→ **The task**
Write the records out again, keeping each line exactly as it is.

Records from a collection
#####
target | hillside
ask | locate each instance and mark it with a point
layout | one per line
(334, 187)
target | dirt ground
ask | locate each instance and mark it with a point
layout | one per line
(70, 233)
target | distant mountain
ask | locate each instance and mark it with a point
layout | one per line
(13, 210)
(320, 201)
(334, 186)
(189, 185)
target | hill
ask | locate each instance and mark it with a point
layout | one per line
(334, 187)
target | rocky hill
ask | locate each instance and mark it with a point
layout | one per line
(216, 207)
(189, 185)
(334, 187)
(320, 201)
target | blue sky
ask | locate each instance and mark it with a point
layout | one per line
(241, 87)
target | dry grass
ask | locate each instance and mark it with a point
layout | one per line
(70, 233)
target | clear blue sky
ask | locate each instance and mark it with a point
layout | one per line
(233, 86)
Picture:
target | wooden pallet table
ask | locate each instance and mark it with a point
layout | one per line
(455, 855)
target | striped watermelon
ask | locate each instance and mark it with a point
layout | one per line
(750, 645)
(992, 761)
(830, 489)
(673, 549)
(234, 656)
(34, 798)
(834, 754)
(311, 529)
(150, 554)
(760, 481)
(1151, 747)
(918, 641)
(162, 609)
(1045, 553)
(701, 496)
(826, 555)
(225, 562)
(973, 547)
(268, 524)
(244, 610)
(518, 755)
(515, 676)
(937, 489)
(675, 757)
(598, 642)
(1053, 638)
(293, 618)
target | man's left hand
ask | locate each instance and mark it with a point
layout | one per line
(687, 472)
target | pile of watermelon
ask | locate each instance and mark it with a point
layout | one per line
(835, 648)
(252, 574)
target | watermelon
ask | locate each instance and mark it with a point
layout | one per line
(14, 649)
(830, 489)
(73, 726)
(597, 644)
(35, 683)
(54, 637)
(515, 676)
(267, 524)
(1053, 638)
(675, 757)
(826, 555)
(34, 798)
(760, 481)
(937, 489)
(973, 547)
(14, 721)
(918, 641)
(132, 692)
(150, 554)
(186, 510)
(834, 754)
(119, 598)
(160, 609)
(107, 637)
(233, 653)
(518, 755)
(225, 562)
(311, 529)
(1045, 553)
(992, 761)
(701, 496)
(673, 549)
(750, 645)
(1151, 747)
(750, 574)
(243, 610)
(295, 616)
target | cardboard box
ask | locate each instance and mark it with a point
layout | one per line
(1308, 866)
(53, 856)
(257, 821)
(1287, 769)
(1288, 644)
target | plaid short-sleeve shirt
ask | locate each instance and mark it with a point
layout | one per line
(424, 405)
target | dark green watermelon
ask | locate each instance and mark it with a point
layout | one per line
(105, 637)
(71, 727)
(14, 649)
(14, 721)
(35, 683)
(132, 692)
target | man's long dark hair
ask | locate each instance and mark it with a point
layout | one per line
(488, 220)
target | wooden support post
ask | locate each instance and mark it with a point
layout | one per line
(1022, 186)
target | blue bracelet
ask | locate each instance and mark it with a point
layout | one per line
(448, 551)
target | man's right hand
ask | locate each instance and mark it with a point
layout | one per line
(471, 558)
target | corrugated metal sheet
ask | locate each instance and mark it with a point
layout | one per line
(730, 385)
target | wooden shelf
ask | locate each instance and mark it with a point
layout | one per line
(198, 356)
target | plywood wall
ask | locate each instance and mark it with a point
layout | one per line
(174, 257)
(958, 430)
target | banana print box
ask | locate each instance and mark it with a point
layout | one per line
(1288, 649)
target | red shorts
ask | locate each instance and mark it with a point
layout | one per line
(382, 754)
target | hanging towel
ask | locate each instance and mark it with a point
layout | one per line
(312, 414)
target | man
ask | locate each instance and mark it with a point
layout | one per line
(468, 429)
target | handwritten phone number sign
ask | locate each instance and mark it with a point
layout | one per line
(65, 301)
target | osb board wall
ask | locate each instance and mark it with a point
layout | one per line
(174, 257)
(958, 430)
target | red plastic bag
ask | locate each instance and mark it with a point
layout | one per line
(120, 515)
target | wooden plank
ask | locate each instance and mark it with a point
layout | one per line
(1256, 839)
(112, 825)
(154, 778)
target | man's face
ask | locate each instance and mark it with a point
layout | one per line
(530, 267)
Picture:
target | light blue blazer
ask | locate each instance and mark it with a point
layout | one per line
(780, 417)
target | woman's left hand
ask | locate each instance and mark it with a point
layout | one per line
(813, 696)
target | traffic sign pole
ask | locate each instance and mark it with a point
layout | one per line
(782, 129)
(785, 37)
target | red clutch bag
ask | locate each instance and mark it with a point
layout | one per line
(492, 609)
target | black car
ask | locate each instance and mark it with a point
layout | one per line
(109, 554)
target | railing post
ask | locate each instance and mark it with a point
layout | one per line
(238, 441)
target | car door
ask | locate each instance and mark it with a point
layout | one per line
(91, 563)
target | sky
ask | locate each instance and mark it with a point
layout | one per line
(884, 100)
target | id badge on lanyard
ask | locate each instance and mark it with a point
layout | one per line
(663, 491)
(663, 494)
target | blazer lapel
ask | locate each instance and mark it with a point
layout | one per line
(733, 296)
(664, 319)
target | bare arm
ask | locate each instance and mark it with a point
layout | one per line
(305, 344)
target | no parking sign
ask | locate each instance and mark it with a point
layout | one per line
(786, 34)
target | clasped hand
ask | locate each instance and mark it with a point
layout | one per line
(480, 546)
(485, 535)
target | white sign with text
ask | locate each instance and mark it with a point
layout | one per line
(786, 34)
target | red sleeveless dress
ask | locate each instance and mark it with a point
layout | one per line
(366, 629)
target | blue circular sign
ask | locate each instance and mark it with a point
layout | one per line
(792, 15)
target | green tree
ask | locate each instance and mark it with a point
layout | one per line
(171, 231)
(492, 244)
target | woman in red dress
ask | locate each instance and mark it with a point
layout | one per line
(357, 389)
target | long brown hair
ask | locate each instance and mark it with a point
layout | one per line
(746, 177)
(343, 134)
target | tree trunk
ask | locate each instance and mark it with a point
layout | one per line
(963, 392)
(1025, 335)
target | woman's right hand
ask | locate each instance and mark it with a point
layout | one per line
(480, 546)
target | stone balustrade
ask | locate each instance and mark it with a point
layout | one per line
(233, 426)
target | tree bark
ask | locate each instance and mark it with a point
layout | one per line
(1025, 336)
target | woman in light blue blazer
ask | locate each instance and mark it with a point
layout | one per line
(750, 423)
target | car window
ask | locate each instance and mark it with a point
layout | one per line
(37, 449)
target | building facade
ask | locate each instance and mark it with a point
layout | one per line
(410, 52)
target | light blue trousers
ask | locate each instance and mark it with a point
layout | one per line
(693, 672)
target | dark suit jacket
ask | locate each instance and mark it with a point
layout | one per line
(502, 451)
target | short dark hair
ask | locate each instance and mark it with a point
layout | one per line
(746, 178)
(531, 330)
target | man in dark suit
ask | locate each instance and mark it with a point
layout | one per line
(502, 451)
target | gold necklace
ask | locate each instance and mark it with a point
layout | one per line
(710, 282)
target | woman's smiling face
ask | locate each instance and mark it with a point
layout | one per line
#####
→ **Result for this exercise**
target | hillside
ask | locate each instance and mark it with a point
layout | one per line
(334, 187)
target | dirt ground
ask | locate each instance and mark it with a point
layout | one per line
(70, 233)
target | distant mountain
ask | locate each instance and mark it with a point
layout | one per line
(13, 210)
(320, 201)
(334, 186)
(189, 185)
target | hill
ask | locate each instance and mark it with a point
layout | one per line
(334, 187)
target | rocky hill
ask | locate each instance and mark it with a point
layout | one per line
(216, 207)
(189, 185)
(334, 187)
(320, 201)
target | blue sky
ask | locate each instance and mark it with a point
layout | one per line
(241, 87)
target | dry grass
ask | locate each instance and mark it with a point
layout | one per line
(70, 233)
target | clear blue sky
ask | locate each instance and mark it with a point
layout | one per line
(233, 86)
Picture:
target | wooden pallet table
ask | locate each instance and mark it with a point
layout | one per line
(455, 855)
target | striped watermelon
ask | locate each instance and mark it with a point
layout | one per line
(750, 645)
(992, 761)
(830, 489)
(673, 549)
(234, 656)
(34, 798)
(834, 754)
(311, 529)
(150, 554)
(760, 481)
(1151, 747)
(918, 641)
(162, 609)
(1045, 553)
(701, 496)
(826, 555)
(225, 562)
(973, 547)
(268, 524)
(244, 610)
(518, 755)
(515, 676)
(937, 489)
(675, 757)
(598, 642)
(1053, 638)
(293, 618)
target | man's left hand
ask | locate each instance and mark it with a point
layout | one per line
(687, 472)
target | pile of watermelon
ask | locate each instance and mark it with a point
layout | one per line
(835, 648)
(252, 574)
target | watermelon
ask | locate each instance and mark it with a point
layout | one per line
(14, 649)
(830, 489)
(73, 726)
(597, 644)
(35, 683)
(54, 637)
(515, 676)
(267, 524)
(1053, 638)
(675, 757)
(826, 555)
(34, 798)
(760, 481)
(937, 489)
(973, 547)
(14, 721)
(918, 641)
(132, 692)
(150, 554)
(186, 510)
(834, 754)
(119, 598)
(160, 609)
(107, 637)
(233, 653)
(518, 755)
(225, 562)
(311, 529)
(1045, 553)
(992, 761)
(701, 496)
(673, 549)
(750, 645)
(1151, 747)
(750, 574)
(243, 610)
(295, 616)
target | cardboard box
ask | locate each instance and mark it with a point
layout | one per line
(1308, 866)
(53, 856)
(257, 821)
(1287, 769)
(1288, 644)
target | plaid short-sleeve shirt
ask | locate each instance and mark it with a point
layout | one per line
(424, 405)
target | dark green watermelon
ask | locate each instance and mark it with a point
layout | one per line
(105, 637)
(71, 727)
(14, 649)
(14, 721)
(35, 683)
(132, 692)
target | man's long dark hair
ask | locate each instance and mark it with a point
layout | one per line
(488, 220)
target | wooden support post
ask | locate each instance and mark it with a point
layout | one per line
(1022, 186)
target | blue bracelet
ask | locate each instance and mark it with a point
layout | one per line
(448, 551)
target | man's right hand
ask | locate each instance and mark it with a point
layout | one per line
(471, 558)
target | corrugated metal sheet
ask | locate each instance and mark it with a point
layout | one per line
(730, 385)
target | wooden shelf
ask | locate each instance and mark it with a point
layout | one per line
(198, 356)
target | plywood wall
ask | locate each instance and mark it with a point
layout | one per line
(174, 257)
(958, 430)
target | banana print box
ask | locate each instance and mark it with a point
layout | one per line
(1288, 649)
target | red shorts
ask | locate each instance and mark it with a point
layout | one per line
(382, 754)
target | hanging towel
ask | locate each instance and mark it with a point
layout | one per line
(312, 414)
target | man
ask | locate each instance and mark it with a point
layout | one per line
(468, 429)
target | handwritten phone number sign
ask | locate each instance and mark it with a point
layout | one per line
(65, 301)
target | osb board wall
ask | locate each instance and mark it with a point
layout | one per line
(174, 257)
(958, 430)
target | red plastic bag
ask | locate each instance and mark it with a point
layout | one per line
(120, 515)
target | wooden plank
ask | locate each instance and mark it with a point
layout | one per line
(1256, 839)
(112, 825)
(154, 778)
target | man's face
ask | locate each instance and mark it with a point
layout | one per line
(530, 267)
Picture:
target | light blue blazer
ask | locate each instance and mark it with a point
layout | one per line
(780, 417)
target | woman's left hand
ask | locate each instance and mark it with a point
layout | one per line
(813, 696)
target | traffic sign pole
ask | locate each instance and mark it with a point
layout | one per line
(782, 129)
(785, 37)
target | red clutch bag
ask | locate each instance and mark it with a point
layout | one per line
(492, 609)
target | black car
ask | locate each instance and mark it with a point
layout | one per line
(109, 554)
target | railing post
ask | locate each instance and mark it with a point
layout | one per line
(238, 441)
target | car door
ask | locate each instance and mark it with a point
layout | one per line
(91, 563)
target | sky
ask | locate each instance and mark it with a point
layout | one per line
(884, 100)
target | id badge on lanyard
ask | locate each instance and mark it with a point
layout | one per line
(663, 491)
(663, 494)
target | blazer lapel
ask | locate each instance and mark it with a point
layout | one per line
(733, 296)
(664, 319)
target | bare arm
ask | locate each instance and mark it with a point
layout | one per line
(305, 344)
target | no parking sign
ask | locate each instance and mark it with a point
layout | one per line
(786, 34)
target | clasped hand
ask | locate each instance and mark it with a point
layout | one per line
(480, 546)
(485, 535)
target | white sign with text
ask | locate each instance and mark it with a point
layout | one per line
(786, 34)
target | red sleeveless dress
ask | locate each instance and mark it with a point
layout | one per line
(366, 629)
target | blue circular sign
ask | locate each instance and mark it with a point
layout | one per line
(792, 15)
target | green tree
ask | locate each instance and mark it with a point
layout | one per line
(171, 231)
(492, 244)
target | woman in red dress
ask | locate each instance and mark it with a point
layout | one per line
(357, 389)
target | long brown hair
ask | locate each instance and mark it with a point
layout | one per line
(746, 177)
(343, 134)
target | tree trunk
ask | locate each instance and mark it with a point
layout | one per line
(963, 392)
(1025, 335)
target | woman's right hand
ask | locate each instance and mark it with a point
layout | one per line
(480, 546)
target | stone balustrade
ask | locate each instance and mark it with a point
layout | one per line
(233, 426)
target | tree bark
ask | locate each instance and mark it with a point
layout | one per line
(1025, 336)
target | woman in light blue blazer
ask | locate each instance and mark it with a point
layout | one per line
(750, 423)
target | car window
ask | locate each instance and mark it with a point
layout | one per line
(37, 449)
target | building facade
ask | locate each instance and mark it with a point
layout | one per line
(410, 52)
target | light blue trousers
ask | locate each instance and mark it with a point
layout | one per line
(693, 672)
target | dark suit jacket
ask | locate each instance and mark it with a point
layout | one per line
(502, 451)
target | short dark hair
ask | locate each instance and mark it with a point
layout | one per line
(746, 178)
(531, 330)
target | man in dark suit
ask | locate each instance and mark it with a point
layout | one per line
(502, 451)
target | gold necklace
ask | locate each instance and mark it with a point
layout | one per line
(710, 282)
target | woman's smiling face
ask | locate each instance and mark it with a point
layout | one per line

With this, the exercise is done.